- _Exercise set_
1. Summarize the journal entry in two sentences.
2. Quote the journal entry from "i am always" to "you with disapointment...".

- _Excerpted text_
---
(no subject)

Mar 07, 2005 02:06

i laid in bed crying and thinking for an hour...i thought maybe writing here would help...but i have no idea what to write.i thought i could fight this but i can't ..i am not that strong...i can't stand up for myself...and a joke can soon turn into a nightmare.i can't sleeep i know i won't sleep tonight...

dramablonde39: u made ur roomie cry

i am always at fault and most of the time i don't know how i got there.and i feel belittled and bullied...the feeling that everyone is looking at you with disapointment...
---
- _Listing_
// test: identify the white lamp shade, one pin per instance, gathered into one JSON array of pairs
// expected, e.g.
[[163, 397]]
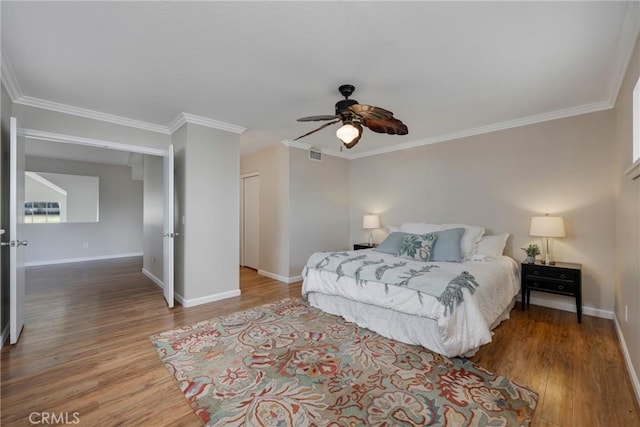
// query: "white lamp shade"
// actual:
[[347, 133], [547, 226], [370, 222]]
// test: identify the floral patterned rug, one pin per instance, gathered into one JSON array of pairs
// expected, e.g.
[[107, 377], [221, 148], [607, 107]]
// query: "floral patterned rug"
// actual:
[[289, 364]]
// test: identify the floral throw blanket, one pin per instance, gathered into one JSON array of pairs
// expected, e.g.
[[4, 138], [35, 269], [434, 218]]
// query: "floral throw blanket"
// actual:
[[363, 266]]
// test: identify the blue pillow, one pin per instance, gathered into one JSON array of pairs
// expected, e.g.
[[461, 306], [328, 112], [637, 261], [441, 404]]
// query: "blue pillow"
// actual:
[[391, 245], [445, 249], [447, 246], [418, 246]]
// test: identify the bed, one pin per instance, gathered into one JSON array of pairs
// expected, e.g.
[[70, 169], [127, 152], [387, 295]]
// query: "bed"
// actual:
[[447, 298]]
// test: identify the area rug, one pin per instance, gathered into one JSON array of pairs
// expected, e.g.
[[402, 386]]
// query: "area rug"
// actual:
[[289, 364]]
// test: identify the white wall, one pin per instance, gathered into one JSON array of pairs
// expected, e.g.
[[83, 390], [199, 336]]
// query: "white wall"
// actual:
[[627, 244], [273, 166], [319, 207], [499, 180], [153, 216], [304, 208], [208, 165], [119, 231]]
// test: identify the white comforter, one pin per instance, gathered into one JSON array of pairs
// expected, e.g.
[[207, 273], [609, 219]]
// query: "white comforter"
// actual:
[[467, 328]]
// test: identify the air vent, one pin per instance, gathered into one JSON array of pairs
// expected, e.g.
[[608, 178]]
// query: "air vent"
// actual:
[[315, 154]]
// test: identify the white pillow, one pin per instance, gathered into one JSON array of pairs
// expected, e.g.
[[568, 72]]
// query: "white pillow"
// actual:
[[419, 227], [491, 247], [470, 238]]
---
- _Results in order_
1. The writer lay in bed crying for an hour and tried writing in the hope it would help, but feels unable to fight this or stand up for themselves, and expects not to sleep. After a line reading "u made ur roomie cry," the writer says they are always at fault without knowing how, and feel belittled, bullied, and looked at with disappointment.

2.
i am always at fault and most of the time i don't know how i got there.and i feel belittled and bullied...the feeling that everyone is looking at you with disapointment...